Saved entries:
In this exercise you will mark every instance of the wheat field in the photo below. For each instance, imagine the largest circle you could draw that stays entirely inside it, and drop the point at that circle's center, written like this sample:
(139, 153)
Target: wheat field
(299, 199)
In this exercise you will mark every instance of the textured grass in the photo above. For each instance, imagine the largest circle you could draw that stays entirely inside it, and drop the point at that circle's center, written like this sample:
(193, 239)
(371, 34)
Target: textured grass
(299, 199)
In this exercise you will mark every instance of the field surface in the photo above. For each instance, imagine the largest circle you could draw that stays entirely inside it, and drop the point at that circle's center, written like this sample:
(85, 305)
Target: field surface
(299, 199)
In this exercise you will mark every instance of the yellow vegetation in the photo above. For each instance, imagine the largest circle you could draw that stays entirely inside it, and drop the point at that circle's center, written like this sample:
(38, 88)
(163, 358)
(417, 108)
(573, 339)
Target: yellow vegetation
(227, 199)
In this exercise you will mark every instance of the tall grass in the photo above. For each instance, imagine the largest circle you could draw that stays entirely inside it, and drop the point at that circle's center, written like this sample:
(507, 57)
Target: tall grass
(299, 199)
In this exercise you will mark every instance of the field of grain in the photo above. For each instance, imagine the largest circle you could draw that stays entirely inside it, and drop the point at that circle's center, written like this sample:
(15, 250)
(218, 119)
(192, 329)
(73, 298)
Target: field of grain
---
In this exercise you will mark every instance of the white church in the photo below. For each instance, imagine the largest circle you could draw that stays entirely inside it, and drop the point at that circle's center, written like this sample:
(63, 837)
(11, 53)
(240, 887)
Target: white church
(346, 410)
* * *
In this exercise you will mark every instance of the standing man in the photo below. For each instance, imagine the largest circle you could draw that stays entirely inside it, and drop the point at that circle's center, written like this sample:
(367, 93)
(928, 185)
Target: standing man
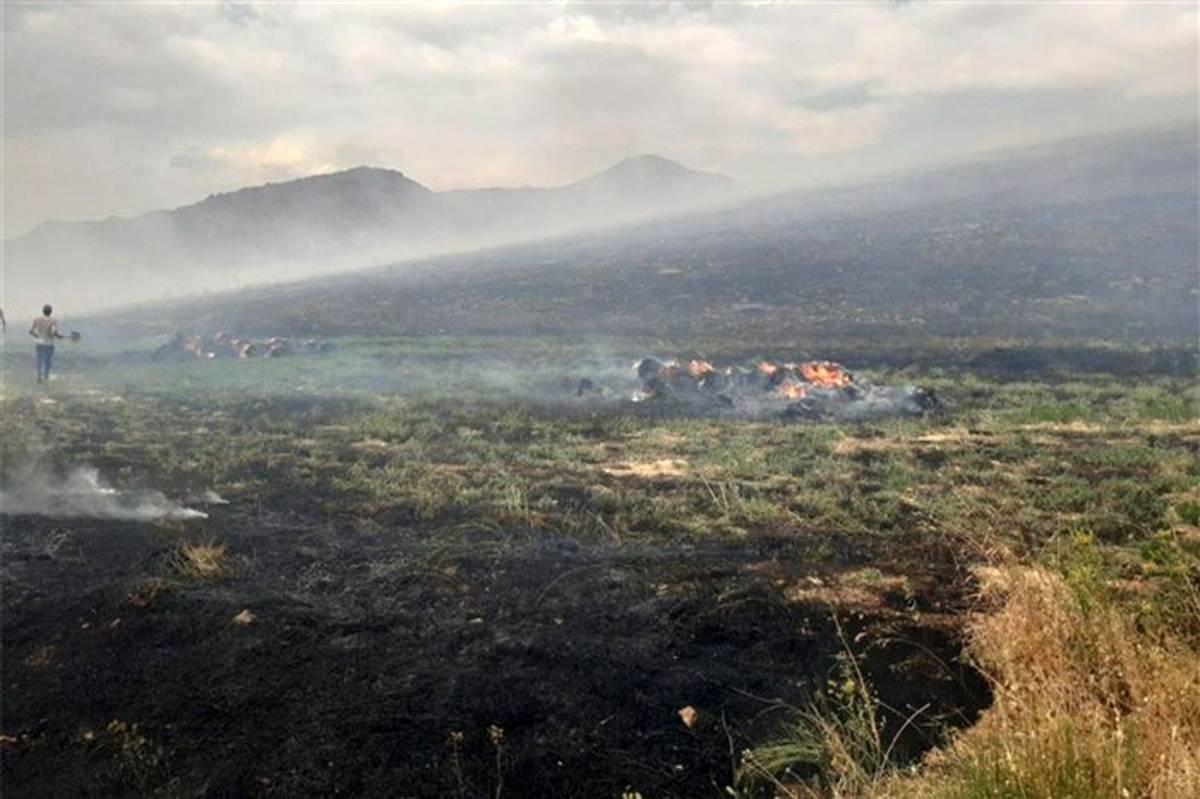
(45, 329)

Problem statement:
Which lines hold the word "grain"? Return all of them from the records above.

Your solution:
In this exercise you will mark every instance of the field of grain in the photo above. For each instance, imagine the largest circle you could draw that stays entirely inside it, and drop the point at that circle's center, written like this sample:
Target: field of grain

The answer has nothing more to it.